[START Data section]

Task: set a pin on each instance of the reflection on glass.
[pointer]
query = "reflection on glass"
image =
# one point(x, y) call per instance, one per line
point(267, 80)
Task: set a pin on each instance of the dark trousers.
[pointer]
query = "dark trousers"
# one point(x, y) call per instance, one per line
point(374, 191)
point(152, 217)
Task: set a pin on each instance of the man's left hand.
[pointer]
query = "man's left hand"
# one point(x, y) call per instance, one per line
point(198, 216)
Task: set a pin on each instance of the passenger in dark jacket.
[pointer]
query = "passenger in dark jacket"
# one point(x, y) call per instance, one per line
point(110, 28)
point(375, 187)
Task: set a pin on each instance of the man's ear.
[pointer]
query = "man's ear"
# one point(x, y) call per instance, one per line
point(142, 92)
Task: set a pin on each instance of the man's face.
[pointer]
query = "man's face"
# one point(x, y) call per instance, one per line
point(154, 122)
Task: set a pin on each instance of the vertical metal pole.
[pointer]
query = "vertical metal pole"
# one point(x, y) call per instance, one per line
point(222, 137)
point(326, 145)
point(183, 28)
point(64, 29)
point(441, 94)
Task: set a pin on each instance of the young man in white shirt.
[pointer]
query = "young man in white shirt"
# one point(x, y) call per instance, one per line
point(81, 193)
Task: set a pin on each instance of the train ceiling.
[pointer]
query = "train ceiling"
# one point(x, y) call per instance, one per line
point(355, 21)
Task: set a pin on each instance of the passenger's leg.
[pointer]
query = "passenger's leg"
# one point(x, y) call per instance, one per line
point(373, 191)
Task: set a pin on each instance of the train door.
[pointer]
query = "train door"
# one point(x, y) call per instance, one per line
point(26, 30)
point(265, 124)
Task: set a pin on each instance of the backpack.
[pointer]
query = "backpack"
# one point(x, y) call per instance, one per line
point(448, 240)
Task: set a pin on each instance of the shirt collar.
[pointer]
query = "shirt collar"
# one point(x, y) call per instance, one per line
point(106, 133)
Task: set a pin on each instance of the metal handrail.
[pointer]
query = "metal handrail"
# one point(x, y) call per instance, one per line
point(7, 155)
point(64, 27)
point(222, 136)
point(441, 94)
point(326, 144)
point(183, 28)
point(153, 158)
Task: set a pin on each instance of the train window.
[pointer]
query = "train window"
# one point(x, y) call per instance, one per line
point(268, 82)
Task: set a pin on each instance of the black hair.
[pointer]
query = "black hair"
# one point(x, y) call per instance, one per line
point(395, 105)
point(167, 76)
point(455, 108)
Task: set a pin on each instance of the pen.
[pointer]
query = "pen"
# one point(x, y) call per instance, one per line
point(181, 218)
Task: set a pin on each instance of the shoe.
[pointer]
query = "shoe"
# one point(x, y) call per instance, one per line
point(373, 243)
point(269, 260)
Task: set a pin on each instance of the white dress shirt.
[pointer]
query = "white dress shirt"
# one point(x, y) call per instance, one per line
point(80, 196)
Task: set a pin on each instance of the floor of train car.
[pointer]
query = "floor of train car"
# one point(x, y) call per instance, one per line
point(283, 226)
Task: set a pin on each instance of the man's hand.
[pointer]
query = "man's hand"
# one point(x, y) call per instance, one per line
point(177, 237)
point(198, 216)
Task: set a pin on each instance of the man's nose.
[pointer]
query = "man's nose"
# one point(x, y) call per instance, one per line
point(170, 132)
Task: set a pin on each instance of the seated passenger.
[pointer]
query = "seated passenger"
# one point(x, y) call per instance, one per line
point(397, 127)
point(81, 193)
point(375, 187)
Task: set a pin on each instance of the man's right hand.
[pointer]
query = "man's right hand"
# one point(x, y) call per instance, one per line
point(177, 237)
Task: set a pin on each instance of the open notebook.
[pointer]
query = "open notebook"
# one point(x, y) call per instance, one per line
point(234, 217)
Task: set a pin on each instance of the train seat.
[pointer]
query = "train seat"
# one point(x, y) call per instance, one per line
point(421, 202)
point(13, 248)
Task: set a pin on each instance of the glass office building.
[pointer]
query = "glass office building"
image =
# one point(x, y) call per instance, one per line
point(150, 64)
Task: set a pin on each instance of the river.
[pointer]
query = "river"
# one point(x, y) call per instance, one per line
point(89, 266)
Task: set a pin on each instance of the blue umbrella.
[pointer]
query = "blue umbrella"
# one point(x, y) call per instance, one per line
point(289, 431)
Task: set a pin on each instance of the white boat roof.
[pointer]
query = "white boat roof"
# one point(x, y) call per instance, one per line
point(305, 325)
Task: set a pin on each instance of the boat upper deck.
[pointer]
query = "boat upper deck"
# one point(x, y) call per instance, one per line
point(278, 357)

[END Data section]

» **Work to complete**: Copy all of the records above word for word.

» **Written reply**:
Task: set a pin on each instance of the reflection on glass.
[pointer]
query = "reflection on glass"
image =
# one point(x, y) call per instance, one per line
point(267, 80)
Task: set a pin on each instance of the dark trousers.
[pointer]
query = "dark trousers"
# one point(x, y) call per instance, one per line
point(374, 191)
point(152, 217)
Task: set a pin on each instance of the man's left hand.
[pointer]
query = "man's left hand"
# one point(x, y) call per instance, one per line
point(198, 216)
Task: set a pin on each instance of the passenger in dark jacket.
[pointer]
query = "passenger in dark jacket"
# one point(x, y) call per instance, one per line
point(110, 28)
point(375, 187)
Task: set a pin on each instance of the man's ear.
[pointer]
query = "man's ear"
# one point(x, y) call per instance, one per line
point(142, 92)
Task: set a pin on each instance of the man's face.
[pointer]
query = "man's face"
# one point(x, y) call per instance, one per line
point(154, 122)
Task: set a pin on each instance of the vertical metal pole.
[pointer]
query = "vertical metal pole"
# one point(x, y) call per instance, one per line
point(222, 137)
point(326, 145)
point(183, 28)
point(64, 29)
point(441, 94)
Task: set a pin on each instance of the young man in white shirt.
[pointer]
query = "young man in white shirt"
# one point(x, y) call per instance, one per line
point(81, 193)
Task: set a pin on each instance of the train ceiling.
[pointer]
query = "train ceiling"
# one point(x, y) call per instance, one per line
point(355, 21)
Task: set a pin on each instance of the passenger's leg.
[pointer]
query = "passenger's leg"
# one point(x, y) call per instance, one per line
point(373, 191)
Task: set a pin on each instance of the train door.
[pointer]
query = "train door"
# one point(x, y) call per instance, one per line
point(26, 30)
point(265, 124)
Task: set a pin on each instance of the backpack.
[pointer]
query = "backpack"
# one point(x, y) call per instance, one per line
point(448, 240)
Task: set a pin on each instance of the shirt collar.
[pointer]
query = "shirt collar"
# one point(x, y) call per instance, one per line
point(106, 133)
Task: set a pin on each instance of the metal handrail.
[pointer]
query = "metal handrail"
# one point(x, y) call per instance, one per line
point(7, 155)
point(64, 27)
point(222, 136)
point(441, 94)
point(326, 144)
point(183, 28)
point(153, 158)
Task: set a pin on each instance of the train window.
[pointer]
query = "train window"
# one point(x, y) call per instance, one per line
point(268, 82)
Task: set a pin on each instance of the black hair.
[pointer]
query = "black hair"
# one point(x, y) call per instance, one per line
point(395, 105)
point(167, 76)
point(455, 108)
Task: set a pin on each instance of the pen.
[pointer]
query = "pen"
# one point(x, y) call per instance, one per line
point(181, 218)
Task: set a pin on each instance of the shoe.
[pointer]
query = "shoe"
# one point(x, y) call per instance, one per line
point(373, 243)
point(269, 260)
Task: set a pin on each instance of the white dress shirt.
[pointer]
query = "white dress shirt"
# one point(x, y) call per instance, one per line
point(80, 196)
Task: set a pin on each instance of the floor of train car.
[pointer]
query = "floor of train car"
# one point(x, y) call per instance, one per line
point(283, 226)
Task: set a pin on each instance of the man's hand.
[pointer]
query = "man's hand"
# one point(x, y) call per instance, one per line
point(177, 237)
point(198, 216)
Task: set a pin on each instance of the man's nose.
[pointer]
query = "man's nose"
# one point(x, y) call per instance, one per line
point(170, 132)
Task: set a pin on each instance of the seated passenger.
[pointer]
query = "seated passenger"
# one point(x, y) call per instance, one per line
point(397, 127)
point(81, 193)
point(375, 187)
Task: set a pin on each instance of the man's right hand.
[pointer]
query = "man's right hand"
# one point(x, y) call per instance, one per line
point(177, 237)
Task: set a pin on each instance of the open notebook.
[pointer]
query = "open notebook"
# one point(x, y) call per instance, one per line
point(234, 217)
Task: set a pin on each instance of the train seat.
[pointer]
query = "train seat"
# one point(x, y) call per instance, one per line
point(421, 202)
point(13, 248)
Task: set a pin on each instance of the glass office building.
[pointer]
query = "glass office building"
image =
# one point(x, y) call per instance, one per line
point(150, 64)
Task: set a pin on each instance of the river.
[pointer]
query = "river"
# one point(x, y) call per instance, one per line
point(89, 266)
Task: set a pin on each instance of the blue umbrella.
[pointer]
query = "blue umbrella"
# one point(x, y) call per instance, one per line
point(289, 431)
Task: set a pin on each instance of the white boat roof.
[pointer]
query = "white boat roof"
# one point(x, y) call per instance, one per line
point(305, 325)
Task: set a pin on each instance of the boat upper deck.
[pointer]
query = "boat upper deck"
# one point(x, y) call per instance, one per line
point(278, 357)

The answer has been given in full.